PASSAGE SHOWN:
· · ·
AMMAN: Residents in the regime-blockaded Outer Damascus town of Madaya […]

4 October 2016

AMMAN: Residents in the regime-blockaded Outer Damascus town of Madaya are breaking apart old bread ovens and sidewalks in search of salt, a last-ditch effort to fight the effects of severe low blood pressure brought on by months of crippling siege, one of the city’s last remaining medical professionals told Syria Direct on Tuesday.

Since July 2015, the 40,000 residents of Madaya, once a mountain resort popular with vacationing Damascenes, have lived in an open-air prison, with Syrian army and Hezbollah fighters encircling the town with snipers, barbed wire and thousands of landmines. This past winter, the Syrian regime’s siege of Madaya led to mass starvation, as residents of the town survived on grass and leaves.

Although intermittent aid deliveries provide some relief from the siege, town residents say the convoys have lacked needed supplies including vaccines, anti-inflammatory medicine, painkillers and salt—a necessary supplement for the town’s hunger-stricken populace, who have reported dizziness and fainting as a result of low blood pressure, also known as hypotension.

 Madaya residents protesting the siege in October. “Starvation is the weapon of cowards,” says one poster. Photo courtesy of Madaya Photos.
· · ·
RECORDS:
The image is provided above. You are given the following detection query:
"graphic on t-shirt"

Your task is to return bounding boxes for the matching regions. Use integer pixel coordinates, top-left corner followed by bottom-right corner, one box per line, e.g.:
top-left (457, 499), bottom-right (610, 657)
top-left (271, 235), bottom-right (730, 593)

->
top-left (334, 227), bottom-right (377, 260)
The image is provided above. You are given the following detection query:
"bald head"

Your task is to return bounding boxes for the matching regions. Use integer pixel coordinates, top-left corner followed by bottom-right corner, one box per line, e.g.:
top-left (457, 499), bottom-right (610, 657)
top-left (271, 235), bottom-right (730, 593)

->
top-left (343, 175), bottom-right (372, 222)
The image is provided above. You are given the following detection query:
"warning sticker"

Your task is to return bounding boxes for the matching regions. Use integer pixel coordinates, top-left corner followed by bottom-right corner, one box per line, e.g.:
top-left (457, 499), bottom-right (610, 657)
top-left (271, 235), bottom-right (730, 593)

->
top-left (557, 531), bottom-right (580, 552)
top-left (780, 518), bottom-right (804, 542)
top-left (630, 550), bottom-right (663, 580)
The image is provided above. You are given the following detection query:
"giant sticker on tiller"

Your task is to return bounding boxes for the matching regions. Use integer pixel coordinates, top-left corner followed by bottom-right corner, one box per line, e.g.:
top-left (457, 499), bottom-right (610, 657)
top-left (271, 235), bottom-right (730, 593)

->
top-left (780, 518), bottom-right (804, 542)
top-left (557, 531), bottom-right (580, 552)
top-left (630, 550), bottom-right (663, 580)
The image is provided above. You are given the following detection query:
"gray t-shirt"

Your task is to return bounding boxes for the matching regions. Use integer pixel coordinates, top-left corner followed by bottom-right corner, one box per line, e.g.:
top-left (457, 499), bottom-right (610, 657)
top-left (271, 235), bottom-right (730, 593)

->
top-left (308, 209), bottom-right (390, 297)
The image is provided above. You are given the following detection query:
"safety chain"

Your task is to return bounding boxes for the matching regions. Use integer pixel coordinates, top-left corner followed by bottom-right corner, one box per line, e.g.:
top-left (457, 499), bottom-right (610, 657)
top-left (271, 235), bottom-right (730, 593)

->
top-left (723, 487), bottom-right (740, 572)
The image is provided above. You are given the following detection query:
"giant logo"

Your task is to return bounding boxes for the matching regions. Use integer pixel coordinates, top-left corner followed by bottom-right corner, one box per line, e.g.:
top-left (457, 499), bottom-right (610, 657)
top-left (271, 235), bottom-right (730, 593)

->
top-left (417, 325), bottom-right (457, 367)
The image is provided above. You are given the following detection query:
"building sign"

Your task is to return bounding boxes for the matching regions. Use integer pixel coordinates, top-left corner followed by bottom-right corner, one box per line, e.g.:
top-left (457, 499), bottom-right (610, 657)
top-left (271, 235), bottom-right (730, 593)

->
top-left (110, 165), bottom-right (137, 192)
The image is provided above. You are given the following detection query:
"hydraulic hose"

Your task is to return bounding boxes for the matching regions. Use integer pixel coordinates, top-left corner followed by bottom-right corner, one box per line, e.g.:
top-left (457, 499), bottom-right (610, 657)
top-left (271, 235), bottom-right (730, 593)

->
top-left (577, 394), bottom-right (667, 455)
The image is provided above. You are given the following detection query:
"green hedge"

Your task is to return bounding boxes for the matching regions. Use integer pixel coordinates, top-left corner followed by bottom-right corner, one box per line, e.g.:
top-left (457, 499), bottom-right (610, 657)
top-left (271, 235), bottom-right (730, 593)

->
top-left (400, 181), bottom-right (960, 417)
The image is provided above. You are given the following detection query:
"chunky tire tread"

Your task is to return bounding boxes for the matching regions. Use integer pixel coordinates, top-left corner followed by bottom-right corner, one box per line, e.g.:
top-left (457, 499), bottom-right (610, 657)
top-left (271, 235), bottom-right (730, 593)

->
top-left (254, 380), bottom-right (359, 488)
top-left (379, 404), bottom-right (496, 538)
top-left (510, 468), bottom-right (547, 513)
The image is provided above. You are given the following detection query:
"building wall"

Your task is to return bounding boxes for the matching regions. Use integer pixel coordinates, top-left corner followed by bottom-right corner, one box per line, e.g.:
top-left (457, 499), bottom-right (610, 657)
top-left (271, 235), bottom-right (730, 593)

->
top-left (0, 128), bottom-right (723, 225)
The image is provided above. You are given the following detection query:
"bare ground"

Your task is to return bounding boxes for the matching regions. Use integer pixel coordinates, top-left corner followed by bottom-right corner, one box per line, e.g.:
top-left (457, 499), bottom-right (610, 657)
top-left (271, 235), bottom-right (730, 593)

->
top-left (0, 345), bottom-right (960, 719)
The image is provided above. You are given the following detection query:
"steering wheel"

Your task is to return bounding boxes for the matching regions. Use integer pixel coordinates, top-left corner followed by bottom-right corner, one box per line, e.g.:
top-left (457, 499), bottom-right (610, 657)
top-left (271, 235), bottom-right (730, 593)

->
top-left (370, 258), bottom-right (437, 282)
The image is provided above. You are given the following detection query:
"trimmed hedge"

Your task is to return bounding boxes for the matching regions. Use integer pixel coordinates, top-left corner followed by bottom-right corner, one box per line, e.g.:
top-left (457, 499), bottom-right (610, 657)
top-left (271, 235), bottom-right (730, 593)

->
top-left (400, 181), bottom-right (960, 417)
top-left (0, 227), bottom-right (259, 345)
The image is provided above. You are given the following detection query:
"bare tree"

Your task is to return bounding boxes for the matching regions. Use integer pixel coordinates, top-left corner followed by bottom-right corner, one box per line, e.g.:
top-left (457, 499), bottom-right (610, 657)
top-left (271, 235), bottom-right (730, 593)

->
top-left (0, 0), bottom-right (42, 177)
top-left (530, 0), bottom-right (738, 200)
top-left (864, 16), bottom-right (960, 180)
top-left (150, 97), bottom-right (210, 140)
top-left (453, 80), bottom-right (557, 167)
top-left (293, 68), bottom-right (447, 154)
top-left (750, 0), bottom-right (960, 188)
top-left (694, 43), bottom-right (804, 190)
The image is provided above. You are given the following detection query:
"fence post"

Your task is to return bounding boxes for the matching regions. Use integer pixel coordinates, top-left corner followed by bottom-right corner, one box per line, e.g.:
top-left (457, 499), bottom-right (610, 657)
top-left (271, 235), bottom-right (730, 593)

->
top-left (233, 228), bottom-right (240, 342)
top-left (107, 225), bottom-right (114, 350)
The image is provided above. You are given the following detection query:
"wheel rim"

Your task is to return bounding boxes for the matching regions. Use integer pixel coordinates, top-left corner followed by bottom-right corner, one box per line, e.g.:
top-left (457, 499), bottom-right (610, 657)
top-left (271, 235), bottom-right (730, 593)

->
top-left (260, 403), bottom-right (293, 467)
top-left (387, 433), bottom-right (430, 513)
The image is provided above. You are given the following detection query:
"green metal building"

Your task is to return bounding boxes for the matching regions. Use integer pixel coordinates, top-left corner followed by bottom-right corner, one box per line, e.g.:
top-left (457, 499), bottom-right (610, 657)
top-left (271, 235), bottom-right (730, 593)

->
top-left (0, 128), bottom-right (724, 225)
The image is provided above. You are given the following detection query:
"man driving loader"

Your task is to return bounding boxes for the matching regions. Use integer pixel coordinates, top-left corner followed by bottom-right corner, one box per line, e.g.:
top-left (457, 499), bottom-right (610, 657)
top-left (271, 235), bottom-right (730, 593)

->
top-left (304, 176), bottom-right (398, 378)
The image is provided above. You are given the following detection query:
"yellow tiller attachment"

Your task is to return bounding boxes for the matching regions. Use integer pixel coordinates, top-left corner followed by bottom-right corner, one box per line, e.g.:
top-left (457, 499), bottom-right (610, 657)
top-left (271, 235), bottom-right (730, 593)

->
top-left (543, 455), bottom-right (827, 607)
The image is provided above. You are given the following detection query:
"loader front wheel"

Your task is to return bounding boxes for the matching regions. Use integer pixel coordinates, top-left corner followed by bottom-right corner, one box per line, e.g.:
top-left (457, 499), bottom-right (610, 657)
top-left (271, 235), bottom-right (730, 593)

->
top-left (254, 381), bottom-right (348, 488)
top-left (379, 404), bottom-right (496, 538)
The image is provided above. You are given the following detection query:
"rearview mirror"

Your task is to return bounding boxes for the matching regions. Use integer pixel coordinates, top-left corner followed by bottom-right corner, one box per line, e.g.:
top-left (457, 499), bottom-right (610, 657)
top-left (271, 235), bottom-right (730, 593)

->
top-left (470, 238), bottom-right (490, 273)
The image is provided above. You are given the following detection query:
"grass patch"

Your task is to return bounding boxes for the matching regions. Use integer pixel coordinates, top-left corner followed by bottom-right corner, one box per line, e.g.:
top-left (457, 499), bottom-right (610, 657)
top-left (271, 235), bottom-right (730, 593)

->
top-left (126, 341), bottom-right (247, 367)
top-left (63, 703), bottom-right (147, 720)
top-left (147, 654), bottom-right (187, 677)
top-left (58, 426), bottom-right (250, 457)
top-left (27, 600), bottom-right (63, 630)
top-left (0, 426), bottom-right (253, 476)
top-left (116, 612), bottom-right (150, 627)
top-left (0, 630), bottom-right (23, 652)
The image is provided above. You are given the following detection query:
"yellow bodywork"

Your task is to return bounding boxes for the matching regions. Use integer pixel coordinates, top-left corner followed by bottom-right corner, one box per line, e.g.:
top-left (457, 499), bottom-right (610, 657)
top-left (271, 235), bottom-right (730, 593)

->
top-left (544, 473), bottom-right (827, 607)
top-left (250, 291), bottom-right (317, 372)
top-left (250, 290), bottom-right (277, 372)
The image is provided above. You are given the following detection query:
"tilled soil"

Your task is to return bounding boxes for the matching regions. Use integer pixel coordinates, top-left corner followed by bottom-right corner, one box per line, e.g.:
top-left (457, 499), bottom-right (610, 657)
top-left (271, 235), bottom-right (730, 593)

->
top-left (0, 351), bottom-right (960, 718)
· · ·
PROMPT 1:
Answer these questions using the article about the siege of Madaya:
(a) What are residents breaking apart in their search for salt?
(b) Since when have Madaya's residents lived under the siege?
(c) What does one poster at the October protest say?
PROMPT 2: Write out the stretch of the Madaya article from "Since July 2015, the" through "of Madaya Photos.", replacing "barbed wire" with "electric fences".

EXERCISE RESPONSE 1:
(a) Old bread ovens and sidewalks.
(b) July 2015.
(c) "Starvation is the weapon of cowards."

EXERCISE RESPONSE 2:
Since July 2015, the 40,000 residents of Madaya, once a mountain resort popular with vacationing Damascenes, have lived in an open-air prison, with Syrian army and Hezbollah fighters encircling the town with snipers, electric fences and thousands of landmines. This past winter, the Syrian regime’s siege of Madaya led to mass starvation, as residents of the town survived on grass and leaves.

Although intermittent aid deliveries provide some relief from the siege, town residents say the convoys have lacked needed supplies including vaccines, anti-inflammatory medicine, painkillers and salt—a necessary supplement for the town’s hunger-stricken populace, who have reported dizziness and fainting as a result of low blood pressure, also known as hypotension.

 Madaya residents protesting the siege in October. “Starvation is the weapon of cowards,” says one poster. Photo courtesy of Madaya Photos.